■ Your instructions ■
Can you retype only the lines from the one with "task | mark one point on each instance of the knit" through the final line of the material, exactly as given?
Top of Records for this exercise
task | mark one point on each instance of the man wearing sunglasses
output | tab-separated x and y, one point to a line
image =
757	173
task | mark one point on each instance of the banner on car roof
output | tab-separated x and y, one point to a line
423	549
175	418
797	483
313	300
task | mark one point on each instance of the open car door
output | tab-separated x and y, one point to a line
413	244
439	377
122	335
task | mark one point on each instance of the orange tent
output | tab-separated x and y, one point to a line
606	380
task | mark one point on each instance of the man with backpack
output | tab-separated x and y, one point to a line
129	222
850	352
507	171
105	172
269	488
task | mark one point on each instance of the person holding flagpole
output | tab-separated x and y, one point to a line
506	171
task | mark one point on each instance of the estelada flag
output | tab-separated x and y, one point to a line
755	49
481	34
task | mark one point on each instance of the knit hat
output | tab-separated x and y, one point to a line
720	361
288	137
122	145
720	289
Bottom of Records for this exercise
■ Answer section ■
task | mark one point on each instance of the knit hat
output | tab-separated x and y, one point to a line
720	361
288	137
122	145
720	289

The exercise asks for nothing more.